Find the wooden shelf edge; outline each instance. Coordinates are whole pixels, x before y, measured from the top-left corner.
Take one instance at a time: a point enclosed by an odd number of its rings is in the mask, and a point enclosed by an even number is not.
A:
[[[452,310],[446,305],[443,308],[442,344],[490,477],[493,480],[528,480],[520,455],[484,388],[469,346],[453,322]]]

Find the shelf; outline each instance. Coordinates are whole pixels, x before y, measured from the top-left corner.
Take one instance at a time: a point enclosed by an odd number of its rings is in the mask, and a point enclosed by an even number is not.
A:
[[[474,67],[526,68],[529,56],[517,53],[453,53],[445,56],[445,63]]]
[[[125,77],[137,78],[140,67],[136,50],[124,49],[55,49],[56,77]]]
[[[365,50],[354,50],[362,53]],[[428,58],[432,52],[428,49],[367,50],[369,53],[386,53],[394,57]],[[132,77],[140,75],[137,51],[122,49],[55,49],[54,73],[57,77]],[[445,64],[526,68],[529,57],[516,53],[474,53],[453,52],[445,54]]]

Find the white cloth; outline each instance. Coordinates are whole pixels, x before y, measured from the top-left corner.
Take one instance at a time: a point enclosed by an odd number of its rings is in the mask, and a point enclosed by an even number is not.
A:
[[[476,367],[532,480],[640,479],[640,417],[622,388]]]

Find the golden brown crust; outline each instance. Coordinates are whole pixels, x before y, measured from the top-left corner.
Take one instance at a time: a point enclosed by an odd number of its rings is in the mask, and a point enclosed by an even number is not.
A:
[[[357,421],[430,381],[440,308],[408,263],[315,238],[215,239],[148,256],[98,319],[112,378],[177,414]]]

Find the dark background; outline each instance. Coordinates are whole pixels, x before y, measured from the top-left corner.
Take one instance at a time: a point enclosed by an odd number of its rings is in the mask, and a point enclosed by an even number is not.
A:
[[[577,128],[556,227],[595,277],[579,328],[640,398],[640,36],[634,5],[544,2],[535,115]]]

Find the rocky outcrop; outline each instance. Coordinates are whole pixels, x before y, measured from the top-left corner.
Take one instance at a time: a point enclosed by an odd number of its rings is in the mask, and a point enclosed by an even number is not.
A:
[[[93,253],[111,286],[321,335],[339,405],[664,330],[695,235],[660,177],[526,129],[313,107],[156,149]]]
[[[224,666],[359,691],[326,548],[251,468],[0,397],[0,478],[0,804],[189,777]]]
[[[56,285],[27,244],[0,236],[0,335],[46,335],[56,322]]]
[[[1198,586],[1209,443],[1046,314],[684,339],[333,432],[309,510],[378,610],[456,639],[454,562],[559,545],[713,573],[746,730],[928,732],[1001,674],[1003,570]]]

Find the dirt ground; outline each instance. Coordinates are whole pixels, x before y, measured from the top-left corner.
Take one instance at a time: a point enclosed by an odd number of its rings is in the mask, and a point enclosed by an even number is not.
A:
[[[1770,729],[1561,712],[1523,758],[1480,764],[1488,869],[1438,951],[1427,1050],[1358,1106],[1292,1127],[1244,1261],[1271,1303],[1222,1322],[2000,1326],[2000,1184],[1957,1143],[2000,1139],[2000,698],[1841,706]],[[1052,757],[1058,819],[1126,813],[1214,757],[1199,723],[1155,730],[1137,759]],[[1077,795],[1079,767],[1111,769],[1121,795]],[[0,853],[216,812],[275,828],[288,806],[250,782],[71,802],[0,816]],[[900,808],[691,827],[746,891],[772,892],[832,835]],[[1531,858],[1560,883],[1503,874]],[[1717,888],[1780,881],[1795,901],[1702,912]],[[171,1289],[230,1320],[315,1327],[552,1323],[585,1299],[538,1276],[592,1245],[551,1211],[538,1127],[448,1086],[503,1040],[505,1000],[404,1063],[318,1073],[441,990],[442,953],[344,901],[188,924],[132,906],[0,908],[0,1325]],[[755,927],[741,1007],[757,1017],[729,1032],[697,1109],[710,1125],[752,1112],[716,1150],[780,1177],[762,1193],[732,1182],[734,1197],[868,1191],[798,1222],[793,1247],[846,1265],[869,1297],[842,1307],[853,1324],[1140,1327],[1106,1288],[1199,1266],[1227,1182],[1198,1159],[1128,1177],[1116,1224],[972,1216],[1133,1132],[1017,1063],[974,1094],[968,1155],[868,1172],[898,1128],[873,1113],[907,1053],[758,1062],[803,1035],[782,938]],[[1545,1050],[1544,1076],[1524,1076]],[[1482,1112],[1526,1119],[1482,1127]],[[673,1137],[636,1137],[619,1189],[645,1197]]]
+---+
## WHAT IS BEING ASKED
Show, from the records above, every line that includes "shelf".

## WRITTEN RESPONSE
Find the wooden shelf edge; outline each instance. Coordinates are whole pixels, x before y, measured from the top-left corner.
Find the shelf; outline each instance. Coordinates are whole pixels, x before y, measured from the top-left corner.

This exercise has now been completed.